● Compito scritto
Riporti senza alcuna modifica tutto il passo della recensione che va da "Presenta la struttura" giù fino a "sogni più intimi.".

Dolce e amaro il debutto alla regia di Lorene Scafaria

(Seeking a Friend for the End of the World) Regia: Lorene Scafaria – Cast: Keira Knightley, Steve Carell, Melanie Lynskey, T.J. Miller, Adam Brody – Genere: Drammatico, colore, 101 minuti – Produzione: USA, 2012 – Distribuzione: M2 Pictures – Data di uscita: 17 gennaio 2013.

Radio Q 107cercasi-amore-per-la-fine-del-mondo.2 trasmette la notizia che l’asteroide denominato Matilda si schianterà sulla Terra entro tre settimane.

Dodge è in macchina con sua moglie, che dopo aver sentito l’annuncio, sui classici del rock mandati dall’emittente, apre lo sportello e corre via.

Appare la scritta MENO 21 GIORNI sullo schermo e inizia una quanto mai pittoresca e ai limiti dell’improbabile corsa contro il tempo per l’umanità, e per i due protagonisti, Dodge, agente assicurativo sull’orlo della depressione e Penny, sua vicina di casa, una ventottenne estroversa ed emotiva.

Un film sicuramente difficile da definire entro canoni precisi, non è una commedia a tutti gli effetti, ma decisamente nemmeno un dramma.

Presenta la struttura del road movie, a tratti rocambolesco, Dodge e Penny si mettono in viaggio, ognuno dei due con una meta precisa: l’uno per incontrare il suo amore perduto della giovinezza e l’altra per raggiungere la sua famiglia, scoprendo che il viaggio che hanno intrapreso è in realtà all’interno di loro stessi alla ricerca di qualcosa che non hanno mai saputo come cercare, i loro veri desideri, i loro sogni più intimi.

Il mondo sta per finire, è una premessa sicuramente allarmante e angosciante, ma la regista ha riempito di ironia un contenitore dichiaratamente drammatico.

Spazia infatti tra situazioni reali, come scene di risse e di rivolte, che è quello che presumibilmente ci si aspetterebbe in una situazione di panico dilagante, e altre completamente assurde, ai limiti del ridicolo come la tappa dei due protagonisti in un bar in cui le persone si sono aggregate in una stramba comunità dedita a orge e droga aspettando col sorriso la fine.

● Estratto dati
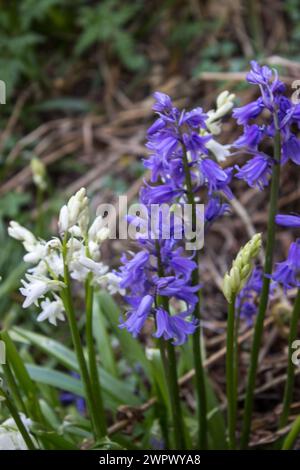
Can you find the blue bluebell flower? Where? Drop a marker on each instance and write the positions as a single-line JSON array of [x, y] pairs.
[[68, 398], [159, 270], [287, 273], [288, 220], [257, 171], [172, 136], [282, 114]]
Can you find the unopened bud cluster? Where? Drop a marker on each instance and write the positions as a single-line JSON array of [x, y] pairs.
[[242, 267]]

● Risposta
Presenta la struttura del road movie, a tratti rocambolesco, Dodge e Penny si mettono in viaggio, ognuno dei due con una meta precisa: l’uno per incontrare il suo amore perduto della giovinezza e l’altra per raggiungere la sua famiglia, scoprendo che il viaggio che hanno intrapreso è in realtà all’interno di loro stessi alla ricerca di qualcosa che non hanno mai saputo come cercare, i loro veri desideri, i loro sogni più intimi.